>> Begin
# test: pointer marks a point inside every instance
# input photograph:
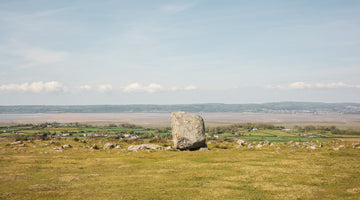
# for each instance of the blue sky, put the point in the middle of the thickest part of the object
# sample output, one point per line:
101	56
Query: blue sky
166	52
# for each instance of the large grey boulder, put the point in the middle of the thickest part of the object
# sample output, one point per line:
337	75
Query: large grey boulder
145	147
188	131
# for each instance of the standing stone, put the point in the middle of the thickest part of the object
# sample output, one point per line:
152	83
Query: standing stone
188	131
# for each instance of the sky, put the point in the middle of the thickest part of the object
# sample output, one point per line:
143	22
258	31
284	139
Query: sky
79	52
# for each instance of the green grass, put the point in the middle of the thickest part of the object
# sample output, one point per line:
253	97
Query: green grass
36	171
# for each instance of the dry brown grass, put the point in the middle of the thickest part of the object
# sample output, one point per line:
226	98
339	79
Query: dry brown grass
37	171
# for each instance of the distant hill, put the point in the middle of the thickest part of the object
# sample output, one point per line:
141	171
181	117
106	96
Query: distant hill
281	107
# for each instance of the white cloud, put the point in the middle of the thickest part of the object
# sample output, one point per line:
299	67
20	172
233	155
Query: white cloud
190	87
35	87
85	87
303	85
105	88
153	87
132	87
137	87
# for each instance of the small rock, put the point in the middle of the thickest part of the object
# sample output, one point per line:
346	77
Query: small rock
15	143
204	149
66	146
355	145
241	142
108	146
145	147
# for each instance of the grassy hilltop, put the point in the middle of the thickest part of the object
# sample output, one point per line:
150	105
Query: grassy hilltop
306	163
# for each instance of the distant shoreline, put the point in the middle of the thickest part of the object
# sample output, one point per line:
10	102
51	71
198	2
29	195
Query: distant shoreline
345	120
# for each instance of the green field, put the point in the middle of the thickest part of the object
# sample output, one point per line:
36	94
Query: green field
38	168
37	171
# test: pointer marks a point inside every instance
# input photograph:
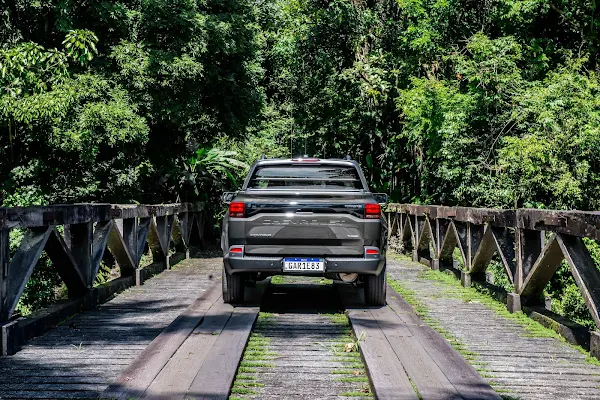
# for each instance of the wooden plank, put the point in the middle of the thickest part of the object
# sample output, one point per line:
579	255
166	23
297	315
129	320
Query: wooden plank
215	377
178	374
543	270
463	377
136	379
426	375
206	363
388	377
585	272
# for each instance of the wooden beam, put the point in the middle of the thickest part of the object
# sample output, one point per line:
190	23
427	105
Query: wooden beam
542	271
65	264
584	270
143	229
483	252
99	243
505	243
575	223
81	237
119	250
21	267
408	235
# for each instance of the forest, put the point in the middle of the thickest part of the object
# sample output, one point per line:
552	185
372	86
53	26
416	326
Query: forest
491	103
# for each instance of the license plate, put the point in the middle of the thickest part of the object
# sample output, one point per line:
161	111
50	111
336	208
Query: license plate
304	264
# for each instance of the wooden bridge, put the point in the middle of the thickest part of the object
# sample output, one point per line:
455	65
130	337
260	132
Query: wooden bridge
161	330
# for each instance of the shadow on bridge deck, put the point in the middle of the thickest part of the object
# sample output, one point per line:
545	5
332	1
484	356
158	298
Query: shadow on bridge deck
80	357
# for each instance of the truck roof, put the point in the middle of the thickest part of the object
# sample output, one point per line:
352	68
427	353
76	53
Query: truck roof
307	160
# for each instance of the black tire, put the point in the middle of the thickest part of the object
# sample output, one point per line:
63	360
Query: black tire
375	288
233	288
>> End
Your task:
Render the entries from the line with "# for each instance of the black" through to the end as a JSON list of strings, one string per line, leaving out any blank lines.

Exercise result:
[
  "# for each instance of the black tire, put the point in the middle of the thickest part of the object",
  "# sample output, one point per line:",
  "63\t360",
  "Query: black tire",
  "375\t288",
  "233\t288"
]